RAW DATA -
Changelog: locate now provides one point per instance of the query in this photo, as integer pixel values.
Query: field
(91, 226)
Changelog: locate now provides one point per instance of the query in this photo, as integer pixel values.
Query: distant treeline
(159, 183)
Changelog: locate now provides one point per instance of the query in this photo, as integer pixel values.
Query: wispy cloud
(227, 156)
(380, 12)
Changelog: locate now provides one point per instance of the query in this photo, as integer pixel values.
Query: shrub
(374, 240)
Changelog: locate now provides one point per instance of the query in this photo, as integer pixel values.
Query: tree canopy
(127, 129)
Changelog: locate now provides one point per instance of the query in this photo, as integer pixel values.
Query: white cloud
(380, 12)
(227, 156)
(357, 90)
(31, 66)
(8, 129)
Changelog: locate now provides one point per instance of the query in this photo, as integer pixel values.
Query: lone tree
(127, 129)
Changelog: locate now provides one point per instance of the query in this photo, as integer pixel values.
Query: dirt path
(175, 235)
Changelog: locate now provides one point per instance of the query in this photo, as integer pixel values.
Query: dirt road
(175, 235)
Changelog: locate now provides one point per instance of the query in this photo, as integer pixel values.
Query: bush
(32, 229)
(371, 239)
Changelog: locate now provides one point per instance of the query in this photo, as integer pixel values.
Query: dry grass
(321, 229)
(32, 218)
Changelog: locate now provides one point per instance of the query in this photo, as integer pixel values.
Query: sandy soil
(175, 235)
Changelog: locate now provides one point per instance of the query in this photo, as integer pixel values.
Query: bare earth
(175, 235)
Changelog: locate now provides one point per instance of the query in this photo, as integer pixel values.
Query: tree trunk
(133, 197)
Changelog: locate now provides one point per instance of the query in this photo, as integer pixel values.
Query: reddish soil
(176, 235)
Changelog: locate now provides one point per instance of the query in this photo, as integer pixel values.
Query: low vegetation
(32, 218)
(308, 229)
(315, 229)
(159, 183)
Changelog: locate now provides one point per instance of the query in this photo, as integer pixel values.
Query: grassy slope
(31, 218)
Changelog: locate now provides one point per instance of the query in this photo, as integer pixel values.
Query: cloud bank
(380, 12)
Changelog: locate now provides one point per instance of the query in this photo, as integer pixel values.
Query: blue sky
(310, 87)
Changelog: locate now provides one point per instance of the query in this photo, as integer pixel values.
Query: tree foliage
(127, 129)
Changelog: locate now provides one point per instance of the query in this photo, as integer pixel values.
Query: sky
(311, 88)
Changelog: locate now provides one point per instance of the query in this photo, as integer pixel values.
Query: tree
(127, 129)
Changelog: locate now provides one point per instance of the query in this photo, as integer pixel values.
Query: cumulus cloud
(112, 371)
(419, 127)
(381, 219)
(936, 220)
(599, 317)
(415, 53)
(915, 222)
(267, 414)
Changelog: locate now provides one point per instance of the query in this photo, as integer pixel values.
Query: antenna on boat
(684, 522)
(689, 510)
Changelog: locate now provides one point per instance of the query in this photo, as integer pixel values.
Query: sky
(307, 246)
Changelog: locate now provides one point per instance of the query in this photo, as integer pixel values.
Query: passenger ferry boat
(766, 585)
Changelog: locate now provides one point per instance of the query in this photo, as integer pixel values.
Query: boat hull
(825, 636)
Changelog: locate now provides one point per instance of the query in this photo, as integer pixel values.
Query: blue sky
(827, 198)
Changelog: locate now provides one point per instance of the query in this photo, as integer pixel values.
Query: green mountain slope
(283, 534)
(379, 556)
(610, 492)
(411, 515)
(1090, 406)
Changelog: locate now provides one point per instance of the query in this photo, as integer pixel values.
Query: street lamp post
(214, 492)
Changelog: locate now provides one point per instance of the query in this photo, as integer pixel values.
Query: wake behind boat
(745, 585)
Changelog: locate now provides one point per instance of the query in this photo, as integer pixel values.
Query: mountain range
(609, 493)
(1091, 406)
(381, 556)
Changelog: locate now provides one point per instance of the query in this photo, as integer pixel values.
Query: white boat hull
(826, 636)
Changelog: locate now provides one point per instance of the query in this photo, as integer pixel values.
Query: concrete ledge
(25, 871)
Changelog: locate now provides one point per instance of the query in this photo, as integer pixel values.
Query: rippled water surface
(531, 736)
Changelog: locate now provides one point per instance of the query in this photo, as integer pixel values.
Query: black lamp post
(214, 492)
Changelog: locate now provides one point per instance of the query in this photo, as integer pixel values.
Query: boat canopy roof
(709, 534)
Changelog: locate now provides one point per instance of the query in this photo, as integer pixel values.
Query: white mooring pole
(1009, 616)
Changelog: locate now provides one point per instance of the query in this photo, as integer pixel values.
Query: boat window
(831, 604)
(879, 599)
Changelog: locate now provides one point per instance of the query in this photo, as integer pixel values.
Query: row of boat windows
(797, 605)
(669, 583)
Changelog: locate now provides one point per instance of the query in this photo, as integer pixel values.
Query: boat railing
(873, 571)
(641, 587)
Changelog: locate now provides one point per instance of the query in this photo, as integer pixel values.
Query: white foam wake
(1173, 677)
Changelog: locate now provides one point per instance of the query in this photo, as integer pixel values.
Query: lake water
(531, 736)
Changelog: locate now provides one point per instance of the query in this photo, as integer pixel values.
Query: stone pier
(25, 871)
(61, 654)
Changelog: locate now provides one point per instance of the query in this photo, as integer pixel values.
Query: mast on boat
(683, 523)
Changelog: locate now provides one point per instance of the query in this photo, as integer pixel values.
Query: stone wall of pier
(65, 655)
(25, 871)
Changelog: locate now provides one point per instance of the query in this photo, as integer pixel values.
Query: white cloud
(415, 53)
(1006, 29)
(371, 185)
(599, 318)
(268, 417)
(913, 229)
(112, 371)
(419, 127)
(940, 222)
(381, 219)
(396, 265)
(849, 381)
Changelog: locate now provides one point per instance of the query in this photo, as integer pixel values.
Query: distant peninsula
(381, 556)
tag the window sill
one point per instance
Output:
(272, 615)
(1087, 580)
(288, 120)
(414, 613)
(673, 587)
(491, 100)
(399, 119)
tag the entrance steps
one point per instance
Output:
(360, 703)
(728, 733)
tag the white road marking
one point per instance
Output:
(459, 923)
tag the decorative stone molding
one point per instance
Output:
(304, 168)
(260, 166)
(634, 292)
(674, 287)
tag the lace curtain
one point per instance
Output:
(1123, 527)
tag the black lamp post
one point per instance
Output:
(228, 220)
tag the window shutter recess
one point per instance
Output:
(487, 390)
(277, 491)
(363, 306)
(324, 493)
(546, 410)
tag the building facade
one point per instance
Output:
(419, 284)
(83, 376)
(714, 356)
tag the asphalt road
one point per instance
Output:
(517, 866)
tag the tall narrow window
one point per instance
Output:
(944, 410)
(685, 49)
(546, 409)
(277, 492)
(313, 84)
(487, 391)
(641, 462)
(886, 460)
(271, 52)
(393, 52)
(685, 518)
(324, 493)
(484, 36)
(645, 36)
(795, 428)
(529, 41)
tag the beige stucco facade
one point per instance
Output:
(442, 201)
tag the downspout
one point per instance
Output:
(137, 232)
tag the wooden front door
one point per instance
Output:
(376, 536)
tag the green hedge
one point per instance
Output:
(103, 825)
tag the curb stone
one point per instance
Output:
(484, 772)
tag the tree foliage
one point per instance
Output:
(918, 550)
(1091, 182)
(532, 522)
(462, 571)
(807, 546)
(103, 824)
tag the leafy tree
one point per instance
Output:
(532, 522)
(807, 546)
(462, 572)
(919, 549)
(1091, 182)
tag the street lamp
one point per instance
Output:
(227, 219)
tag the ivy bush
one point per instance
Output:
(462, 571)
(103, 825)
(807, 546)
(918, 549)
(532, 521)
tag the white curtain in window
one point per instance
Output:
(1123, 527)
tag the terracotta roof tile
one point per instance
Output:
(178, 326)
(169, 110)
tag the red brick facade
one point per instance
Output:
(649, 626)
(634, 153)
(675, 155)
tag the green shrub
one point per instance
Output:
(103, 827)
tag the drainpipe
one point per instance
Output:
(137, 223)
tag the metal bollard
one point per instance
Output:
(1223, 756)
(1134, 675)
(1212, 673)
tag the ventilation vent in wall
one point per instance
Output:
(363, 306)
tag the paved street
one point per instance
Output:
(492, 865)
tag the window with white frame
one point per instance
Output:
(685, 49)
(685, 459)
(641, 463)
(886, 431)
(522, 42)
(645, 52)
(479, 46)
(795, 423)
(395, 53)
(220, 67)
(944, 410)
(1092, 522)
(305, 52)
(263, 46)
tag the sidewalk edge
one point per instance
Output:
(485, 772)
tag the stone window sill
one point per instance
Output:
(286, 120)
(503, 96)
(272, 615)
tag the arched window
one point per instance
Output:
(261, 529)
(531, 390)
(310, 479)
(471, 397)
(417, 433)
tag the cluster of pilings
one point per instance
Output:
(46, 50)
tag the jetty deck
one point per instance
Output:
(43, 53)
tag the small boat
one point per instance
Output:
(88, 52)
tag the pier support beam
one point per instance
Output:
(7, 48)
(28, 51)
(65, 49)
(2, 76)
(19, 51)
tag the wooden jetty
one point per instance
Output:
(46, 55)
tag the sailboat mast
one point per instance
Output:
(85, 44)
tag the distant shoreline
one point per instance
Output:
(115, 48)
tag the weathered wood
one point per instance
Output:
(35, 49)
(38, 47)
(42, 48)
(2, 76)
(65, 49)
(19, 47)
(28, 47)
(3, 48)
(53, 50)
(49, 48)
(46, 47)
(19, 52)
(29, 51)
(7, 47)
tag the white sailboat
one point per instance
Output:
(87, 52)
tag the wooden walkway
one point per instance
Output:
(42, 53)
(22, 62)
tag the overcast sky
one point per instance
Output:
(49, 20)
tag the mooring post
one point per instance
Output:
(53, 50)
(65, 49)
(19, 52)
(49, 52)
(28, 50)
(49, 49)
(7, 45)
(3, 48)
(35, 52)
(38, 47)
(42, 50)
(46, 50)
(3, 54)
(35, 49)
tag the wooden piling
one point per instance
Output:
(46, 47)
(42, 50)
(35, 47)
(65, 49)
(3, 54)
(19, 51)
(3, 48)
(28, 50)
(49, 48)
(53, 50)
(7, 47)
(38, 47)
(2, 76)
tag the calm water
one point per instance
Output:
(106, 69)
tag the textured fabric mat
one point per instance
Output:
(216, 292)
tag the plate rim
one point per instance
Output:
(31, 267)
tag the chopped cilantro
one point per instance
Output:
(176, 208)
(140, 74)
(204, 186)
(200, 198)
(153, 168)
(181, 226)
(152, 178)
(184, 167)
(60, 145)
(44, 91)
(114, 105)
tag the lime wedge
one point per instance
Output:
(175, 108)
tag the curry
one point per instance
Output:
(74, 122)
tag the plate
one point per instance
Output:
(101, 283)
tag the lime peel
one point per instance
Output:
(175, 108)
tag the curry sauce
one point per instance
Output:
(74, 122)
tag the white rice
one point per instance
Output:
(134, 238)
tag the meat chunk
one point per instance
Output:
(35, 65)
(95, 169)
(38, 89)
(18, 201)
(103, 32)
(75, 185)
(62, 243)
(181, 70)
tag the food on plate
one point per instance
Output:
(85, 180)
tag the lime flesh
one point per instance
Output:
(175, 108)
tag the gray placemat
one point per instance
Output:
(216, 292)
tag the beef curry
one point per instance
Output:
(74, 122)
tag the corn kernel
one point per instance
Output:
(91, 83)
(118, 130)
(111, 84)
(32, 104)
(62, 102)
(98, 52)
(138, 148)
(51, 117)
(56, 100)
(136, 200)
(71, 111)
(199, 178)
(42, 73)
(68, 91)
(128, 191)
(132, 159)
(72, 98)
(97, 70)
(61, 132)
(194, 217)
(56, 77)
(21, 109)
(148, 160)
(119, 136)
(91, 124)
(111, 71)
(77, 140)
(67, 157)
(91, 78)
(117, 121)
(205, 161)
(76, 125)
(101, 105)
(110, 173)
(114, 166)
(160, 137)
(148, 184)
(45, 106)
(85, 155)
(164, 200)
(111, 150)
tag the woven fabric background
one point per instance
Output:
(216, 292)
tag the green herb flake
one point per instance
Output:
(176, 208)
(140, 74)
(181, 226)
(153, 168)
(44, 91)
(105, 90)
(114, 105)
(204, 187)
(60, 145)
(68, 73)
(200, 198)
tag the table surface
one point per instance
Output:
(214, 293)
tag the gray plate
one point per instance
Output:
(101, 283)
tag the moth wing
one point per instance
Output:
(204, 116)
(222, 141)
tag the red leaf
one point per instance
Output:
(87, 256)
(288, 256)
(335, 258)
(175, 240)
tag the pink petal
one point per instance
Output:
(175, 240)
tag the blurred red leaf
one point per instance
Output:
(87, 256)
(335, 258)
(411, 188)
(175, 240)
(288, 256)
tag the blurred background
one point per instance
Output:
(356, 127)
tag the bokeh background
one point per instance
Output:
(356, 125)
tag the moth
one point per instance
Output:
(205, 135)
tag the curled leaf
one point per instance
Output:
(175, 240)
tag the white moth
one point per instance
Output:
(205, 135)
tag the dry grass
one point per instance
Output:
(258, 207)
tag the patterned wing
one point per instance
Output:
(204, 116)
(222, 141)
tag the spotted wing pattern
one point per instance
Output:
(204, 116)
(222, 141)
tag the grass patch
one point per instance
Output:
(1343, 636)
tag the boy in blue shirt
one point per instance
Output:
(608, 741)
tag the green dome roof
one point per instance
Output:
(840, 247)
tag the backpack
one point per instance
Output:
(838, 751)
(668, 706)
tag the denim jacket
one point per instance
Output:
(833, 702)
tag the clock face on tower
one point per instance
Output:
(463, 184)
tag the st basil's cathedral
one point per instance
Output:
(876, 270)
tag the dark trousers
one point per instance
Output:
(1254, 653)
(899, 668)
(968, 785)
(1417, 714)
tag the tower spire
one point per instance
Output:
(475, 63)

INSTRUCTIONS FOR THE TASK - Copy each line of the listing that contains the string "gray".

ANSWER AREA -
tag the gray placemat
tag the gray plate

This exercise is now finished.